### [GIVEN INSTRUCTION]
Which lines in the records below contain the word "ceiling"? Show each of them in full.

### [PROVIDED MATERIAL]
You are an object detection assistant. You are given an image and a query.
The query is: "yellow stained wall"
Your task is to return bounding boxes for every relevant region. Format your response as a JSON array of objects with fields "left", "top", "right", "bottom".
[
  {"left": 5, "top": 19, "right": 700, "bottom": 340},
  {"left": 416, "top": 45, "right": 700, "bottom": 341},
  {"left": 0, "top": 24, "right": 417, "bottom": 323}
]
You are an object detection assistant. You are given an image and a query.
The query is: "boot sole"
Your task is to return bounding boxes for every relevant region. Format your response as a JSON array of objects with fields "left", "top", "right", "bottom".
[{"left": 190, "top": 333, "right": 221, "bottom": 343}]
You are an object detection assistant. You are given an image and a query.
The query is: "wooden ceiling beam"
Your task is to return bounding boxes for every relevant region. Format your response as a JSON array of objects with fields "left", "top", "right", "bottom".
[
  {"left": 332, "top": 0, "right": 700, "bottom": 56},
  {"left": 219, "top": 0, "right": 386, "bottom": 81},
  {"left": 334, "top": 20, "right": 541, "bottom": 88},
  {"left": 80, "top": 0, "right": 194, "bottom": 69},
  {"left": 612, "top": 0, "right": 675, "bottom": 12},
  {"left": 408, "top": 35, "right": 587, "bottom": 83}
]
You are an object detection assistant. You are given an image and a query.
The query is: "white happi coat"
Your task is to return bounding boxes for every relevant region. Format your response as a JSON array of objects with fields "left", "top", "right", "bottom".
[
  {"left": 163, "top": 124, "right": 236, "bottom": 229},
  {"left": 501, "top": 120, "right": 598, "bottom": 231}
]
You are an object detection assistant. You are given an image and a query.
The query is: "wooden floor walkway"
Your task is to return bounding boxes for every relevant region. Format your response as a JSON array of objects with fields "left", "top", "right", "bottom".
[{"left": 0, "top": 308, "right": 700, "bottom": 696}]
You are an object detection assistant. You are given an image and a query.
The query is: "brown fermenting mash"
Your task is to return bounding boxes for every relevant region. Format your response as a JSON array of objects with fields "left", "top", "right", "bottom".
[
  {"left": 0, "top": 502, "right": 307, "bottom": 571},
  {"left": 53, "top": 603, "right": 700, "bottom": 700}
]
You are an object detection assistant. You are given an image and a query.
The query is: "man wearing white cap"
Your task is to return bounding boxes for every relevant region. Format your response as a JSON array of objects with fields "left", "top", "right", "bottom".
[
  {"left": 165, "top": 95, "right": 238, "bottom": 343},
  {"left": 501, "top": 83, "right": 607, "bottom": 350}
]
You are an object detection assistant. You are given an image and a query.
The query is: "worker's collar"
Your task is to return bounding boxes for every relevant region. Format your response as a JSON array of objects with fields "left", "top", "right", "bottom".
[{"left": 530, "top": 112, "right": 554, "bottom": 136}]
...
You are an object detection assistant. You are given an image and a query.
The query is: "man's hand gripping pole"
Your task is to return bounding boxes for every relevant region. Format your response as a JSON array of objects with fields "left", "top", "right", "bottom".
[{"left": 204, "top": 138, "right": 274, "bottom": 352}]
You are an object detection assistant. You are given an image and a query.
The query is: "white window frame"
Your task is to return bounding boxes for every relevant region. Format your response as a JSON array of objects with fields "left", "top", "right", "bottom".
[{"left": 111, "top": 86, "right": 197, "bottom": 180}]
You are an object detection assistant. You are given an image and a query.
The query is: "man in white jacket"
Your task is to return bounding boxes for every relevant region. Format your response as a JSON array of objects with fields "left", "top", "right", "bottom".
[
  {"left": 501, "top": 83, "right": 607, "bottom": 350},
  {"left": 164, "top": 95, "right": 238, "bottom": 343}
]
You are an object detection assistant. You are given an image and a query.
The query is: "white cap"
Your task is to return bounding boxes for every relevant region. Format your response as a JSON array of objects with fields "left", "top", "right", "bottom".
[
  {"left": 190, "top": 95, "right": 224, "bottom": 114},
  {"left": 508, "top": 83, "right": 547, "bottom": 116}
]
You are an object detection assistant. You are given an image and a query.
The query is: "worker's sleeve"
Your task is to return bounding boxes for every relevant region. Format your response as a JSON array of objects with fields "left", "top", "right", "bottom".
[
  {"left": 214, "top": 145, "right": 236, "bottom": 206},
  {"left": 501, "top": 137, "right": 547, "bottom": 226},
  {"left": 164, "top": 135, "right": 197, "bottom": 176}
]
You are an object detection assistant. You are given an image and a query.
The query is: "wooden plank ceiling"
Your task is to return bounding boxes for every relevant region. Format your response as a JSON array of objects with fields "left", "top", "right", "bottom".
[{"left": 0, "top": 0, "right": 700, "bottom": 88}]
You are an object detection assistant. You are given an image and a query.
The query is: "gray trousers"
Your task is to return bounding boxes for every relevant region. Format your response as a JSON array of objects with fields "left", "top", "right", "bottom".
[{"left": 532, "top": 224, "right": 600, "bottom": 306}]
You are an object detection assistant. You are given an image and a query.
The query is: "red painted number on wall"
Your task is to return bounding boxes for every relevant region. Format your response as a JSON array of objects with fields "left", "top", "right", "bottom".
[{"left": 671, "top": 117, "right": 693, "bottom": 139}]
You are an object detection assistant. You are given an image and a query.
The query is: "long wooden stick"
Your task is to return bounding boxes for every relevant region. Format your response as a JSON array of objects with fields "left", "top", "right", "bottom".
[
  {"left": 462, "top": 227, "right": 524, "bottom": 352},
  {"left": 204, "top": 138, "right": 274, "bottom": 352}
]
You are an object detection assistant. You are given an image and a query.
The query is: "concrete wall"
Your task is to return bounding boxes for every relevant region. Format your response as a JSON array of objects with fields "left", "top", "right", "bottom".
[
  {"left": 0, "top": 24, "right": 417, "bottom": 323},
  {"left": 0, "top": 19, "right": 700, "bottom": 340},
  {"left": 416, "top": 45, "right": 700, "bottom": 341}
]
---
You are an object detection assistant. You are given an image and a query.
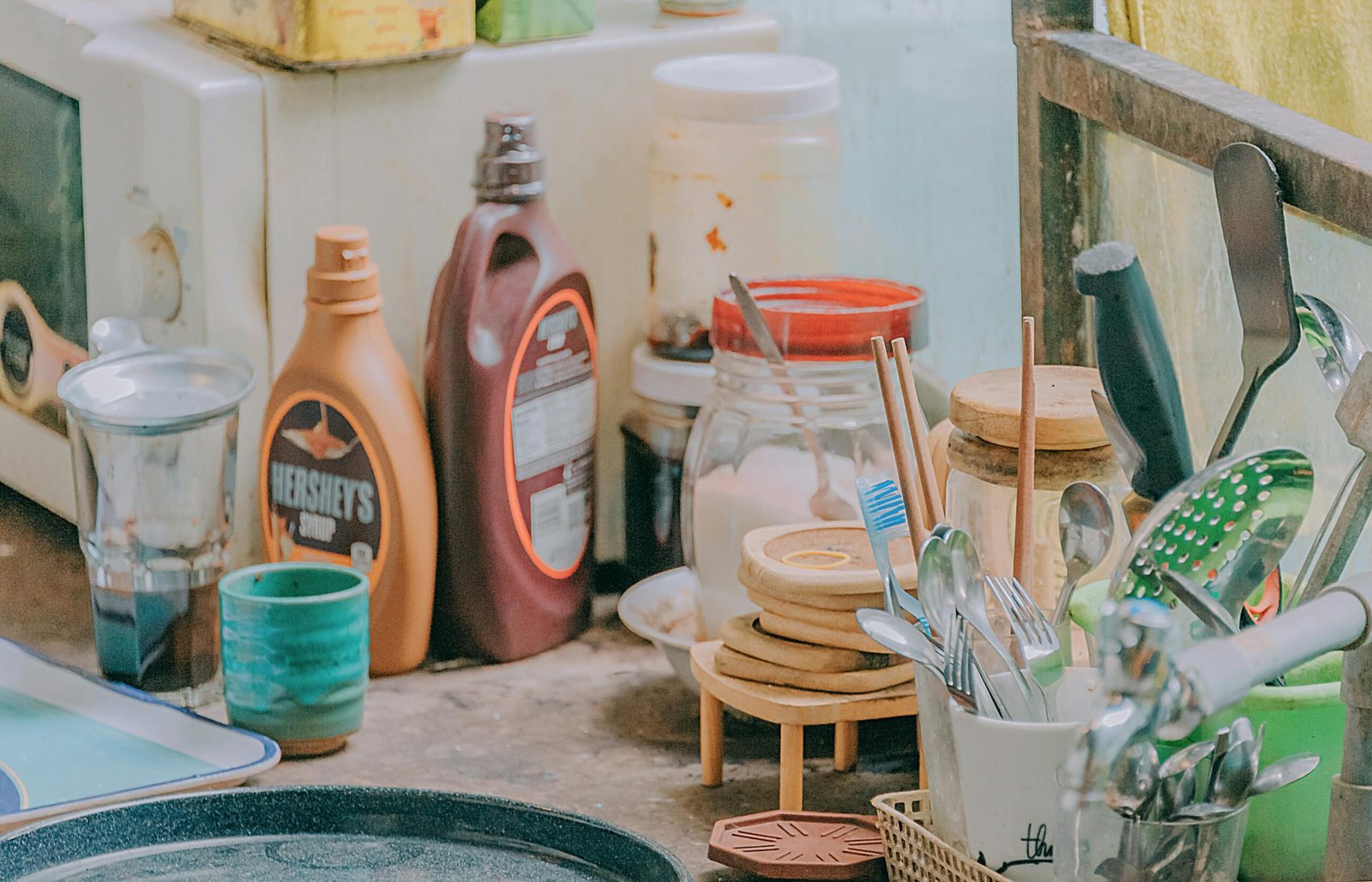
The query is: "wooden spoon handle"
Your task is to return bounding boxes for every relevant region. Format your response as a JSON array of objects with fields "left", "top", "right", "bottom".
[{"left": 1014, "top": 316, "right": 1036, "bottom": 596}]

### [ANSWER TO THIS EXERCISE]
The query is: "wooden ceiling beam"
The query is: "wooden plank ceiling"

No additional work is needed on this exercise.